**Exercise details:**
In the forum post about Splunk field extractions, change "virtual hosts" to "domains" and write out the passage starting at "However, I have" and ending at "HTTP status code.".

**Excerpt:**
★ ★ ★ ★
Dear fellow Splunkers,
I have seen the [docs](http://docs.splunk.com/Documentation/Splunk/6.1.3/Indexer/Indextimeversussearchtime) on index-time field extractions and a few related answers [here](https://answers.splunk.com/answers/67170/index-time-field-extraction.html), [there](https://answers.splunk.com/answers/57247/index-time-field-extraction.html) or [there](https://answers.splunk.com/answers/5817/search-time-versus-index-time-field-extractions.html) with the general guidance that an index-time extraction is rarely ever needed or beneficial.
However, I have a dedicated index that holds Apache logfiles for a lot of different virtual hosts. I have set up search-time field extractions to get the apache_virtualhost and HTTP status code.
Now following search
index=web apache_virtualhost=some.virtual.host | timechart count by status
is _very_ slow and does not complete even after a few minutes, keeping the CPU 100% busy. However,
index=web source=/path/to/logs/for/this/vhost-only.log | timechart count by status
returns a result in an acceptable amount of time.
★ ★ ★ ★
**Data excerpt:**

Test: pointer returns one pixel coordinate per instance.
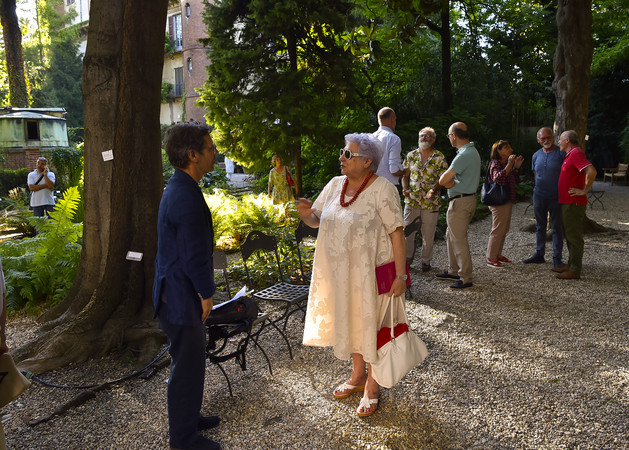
★ ★ ★ ★
**Answer to the problem:**
However, I have a dedicated index that holds Apache logfiles for a lot of different domains. I have set up search-time field extractions to get the apache_virtualhost and HTTP status code.